[Stored records]
┌──

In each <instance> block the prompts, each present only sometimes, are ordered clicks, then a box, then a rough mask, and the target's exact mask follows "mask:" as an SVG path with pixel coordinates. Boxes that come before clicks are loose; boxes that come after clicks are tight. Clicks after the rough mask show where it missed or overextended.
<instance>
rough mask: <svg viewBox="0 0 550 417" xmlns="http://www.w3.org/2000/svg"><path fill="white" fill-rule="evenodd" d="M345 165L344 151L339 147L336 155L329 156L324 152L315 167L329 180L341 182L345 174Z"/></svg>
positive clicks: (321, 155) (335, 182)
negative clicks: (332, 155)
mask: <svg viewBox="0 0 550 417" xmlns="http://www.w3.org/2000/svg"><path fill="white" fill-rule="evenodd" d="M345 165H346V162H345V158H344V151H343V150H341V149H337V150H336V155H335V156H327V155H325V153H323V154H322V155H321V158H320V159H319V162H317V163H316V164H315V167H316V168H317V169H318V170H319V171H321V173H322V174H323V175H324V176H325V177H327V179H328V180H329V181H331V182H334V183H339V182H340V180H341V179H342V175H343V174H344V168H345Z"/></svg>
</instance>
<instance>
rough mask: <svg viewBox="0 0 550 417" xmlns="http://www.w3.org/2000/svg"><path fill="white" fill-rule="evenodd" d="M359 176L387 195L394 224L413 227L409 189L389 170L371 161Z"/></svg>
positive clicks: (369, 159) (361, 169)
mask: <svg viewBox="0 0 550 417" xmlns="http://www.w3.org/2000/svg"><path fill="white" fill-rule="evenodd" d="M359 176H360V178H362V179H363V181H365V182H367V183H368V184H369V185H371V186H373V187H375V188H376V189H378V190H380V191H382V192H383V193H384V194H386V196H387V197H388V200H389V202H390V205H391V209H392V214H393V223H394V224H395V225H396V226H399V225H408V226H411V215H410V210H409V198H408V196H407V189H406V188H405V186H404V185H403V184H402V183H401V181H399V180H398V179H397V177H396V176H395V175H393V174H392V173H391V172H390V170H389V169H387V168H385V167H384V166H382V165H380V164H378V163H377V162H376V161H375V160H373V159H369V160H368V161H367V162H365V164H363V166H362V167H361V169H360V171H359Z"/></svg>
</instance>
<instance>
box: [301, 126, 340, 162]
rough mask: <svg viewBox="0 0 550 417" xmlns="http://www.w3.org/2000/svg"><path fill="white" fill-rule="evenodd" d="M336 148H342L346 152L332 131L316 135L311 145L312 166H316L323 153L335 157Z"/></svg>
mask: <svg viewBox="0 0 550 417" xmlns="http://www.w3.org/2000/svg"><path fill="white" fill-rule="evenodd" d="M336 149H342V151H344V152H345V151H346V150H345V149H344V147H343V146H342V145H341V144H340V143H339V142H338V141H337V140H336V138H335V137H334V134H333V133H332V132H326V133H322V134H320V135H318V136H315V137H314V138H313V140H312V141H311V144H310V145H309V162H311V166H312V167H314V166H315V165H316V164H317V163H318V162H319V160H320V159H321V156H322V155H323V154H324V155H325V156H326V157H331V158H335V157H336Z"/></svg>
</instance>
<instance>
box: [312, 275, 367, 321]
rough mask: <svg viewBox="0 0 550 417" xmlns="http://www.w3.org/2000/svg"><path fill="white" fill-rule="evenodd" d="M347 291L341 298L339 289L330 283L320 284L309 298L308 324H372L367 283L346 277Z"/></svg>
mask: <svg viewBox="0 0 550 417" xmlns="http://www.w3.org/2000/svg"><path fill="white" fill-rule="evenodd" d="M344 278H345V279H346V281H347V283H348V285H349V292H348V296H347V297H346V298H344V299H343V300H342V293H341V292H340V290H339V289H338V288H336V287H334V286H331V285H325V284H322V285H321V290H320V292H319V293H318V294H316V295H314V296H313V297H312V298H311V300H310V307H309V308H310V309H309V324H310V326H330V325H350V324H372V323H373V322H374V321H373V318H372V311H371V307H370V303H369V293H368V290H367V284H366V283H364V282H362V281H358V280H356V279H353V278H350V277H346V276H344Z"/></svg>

└──
┌──

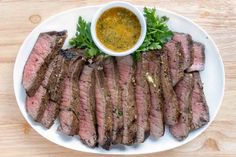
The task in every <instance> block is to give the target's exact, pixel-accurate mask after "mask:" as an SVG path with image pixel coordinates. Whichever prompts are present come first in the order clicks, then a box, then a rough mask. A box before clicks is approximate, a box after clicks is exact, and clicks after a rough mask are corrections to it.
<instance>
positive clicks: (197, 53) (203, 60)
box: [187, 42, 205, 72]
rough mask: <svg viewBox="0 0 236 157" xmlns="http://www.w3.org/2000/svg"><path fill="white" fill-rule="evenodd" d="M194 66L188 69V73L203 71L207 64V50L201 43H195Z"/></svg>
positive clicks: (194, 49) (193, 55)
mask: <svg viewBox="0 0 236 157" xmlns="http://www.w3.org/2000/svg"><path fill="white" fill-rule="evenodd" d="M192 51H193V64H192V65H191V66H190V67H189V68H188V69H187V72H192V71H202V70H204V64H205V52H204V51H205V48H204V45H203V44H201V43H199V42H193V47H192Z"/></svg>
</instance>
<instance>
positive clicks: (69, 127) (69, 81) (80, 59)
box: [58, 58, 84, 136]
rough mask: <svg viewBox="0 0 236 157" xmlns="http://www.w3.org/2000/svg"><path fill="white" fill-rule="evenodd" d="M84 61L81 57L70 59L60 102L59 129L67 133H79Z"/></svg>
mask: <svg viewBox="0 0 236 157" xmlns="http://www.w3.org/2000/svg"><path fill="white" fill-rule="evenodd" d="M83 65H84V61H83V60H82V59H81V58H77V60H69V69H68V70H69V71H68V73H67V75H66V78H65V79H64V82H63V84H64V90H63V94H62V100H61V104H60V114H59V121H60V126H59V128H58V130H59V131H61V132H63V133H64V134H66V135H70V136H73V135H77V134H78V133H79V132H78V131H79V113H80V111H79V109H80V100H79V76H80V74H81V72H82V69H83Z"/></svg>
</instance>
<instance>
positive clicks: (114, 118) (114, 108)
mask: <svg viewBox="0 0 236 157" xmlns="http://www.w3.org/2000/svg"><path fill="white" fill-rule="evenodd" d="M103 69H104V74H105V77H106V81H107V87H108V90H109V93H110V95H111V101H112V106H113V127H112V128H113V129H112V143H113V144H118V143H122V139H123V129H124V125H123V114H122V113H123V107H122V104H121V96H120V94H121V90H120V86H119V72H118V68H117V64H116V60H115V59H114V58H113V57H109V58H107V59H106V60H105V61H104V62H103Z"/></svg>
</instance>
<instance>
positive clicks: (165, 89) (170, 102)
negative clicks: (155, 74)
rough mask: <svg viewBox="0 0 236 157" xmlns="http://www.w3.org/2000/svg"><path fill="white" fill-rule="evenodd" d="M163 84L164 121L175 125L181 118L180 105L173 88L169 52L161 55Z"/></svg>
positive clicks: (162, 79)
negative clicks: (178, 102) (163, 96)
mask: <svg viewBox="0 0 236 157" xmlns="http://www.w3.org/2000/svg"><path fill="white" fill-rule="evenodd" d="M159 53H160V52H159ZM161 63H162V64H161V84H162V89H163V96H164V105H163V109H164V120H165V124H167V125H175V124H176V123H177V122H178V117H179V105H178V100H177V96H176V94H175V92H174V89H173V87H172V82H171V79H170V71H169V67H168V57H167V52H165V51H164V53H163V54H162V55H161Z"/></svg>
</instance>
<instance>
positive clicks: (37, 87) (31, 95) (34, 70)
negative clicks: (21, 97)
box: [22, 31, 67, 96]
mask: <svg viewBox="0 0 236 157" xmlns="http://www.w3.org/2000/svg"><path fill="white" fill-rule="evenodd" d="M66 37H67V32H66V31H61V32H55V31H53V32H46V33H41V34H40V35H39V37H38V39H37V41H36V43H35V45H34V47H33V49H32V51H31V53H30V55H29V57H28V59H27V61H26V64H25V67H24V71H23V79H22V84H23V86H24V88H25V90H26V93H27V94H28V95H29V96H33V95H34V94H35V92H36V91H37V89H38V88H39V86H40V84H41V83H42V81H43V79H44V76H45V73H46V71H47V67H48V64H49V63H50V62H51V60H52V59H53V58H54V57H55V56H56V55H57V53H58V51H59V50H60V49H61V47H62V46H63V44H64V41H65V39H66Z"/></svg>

└──

■ TASK STATEMENT
Extract the data exactly as it stands, from the line containing "In each <instance>" through the line containing "positive clicks: (321, 155) (335, 182)", with both of those lines included.

■ OUTPUT OF THE EXERCISE
In each <instance> block the prompts, each present only sometimes, are ordered clicks, then a box, then a rough mask, and the target's exact mask follows "mask:" as an SVG path with pixel coordinates. Boxes that come before clicks are loose; boxes that come after clicks are tight. Clicks after the rough mask show where it missed or overextended.
<instance>
rough mask: <svg viewBox="0 0 550 417" xmlns="http://www.w3.org/2000/svg"><path fill="white" fill-rule="evenodd" d="M345 165L344 151L339 147L336 155L329 156L324 152L315 167L329 180L341 182L345 174Z"/></svg>
positive clicks: (321, 155) (335, 182)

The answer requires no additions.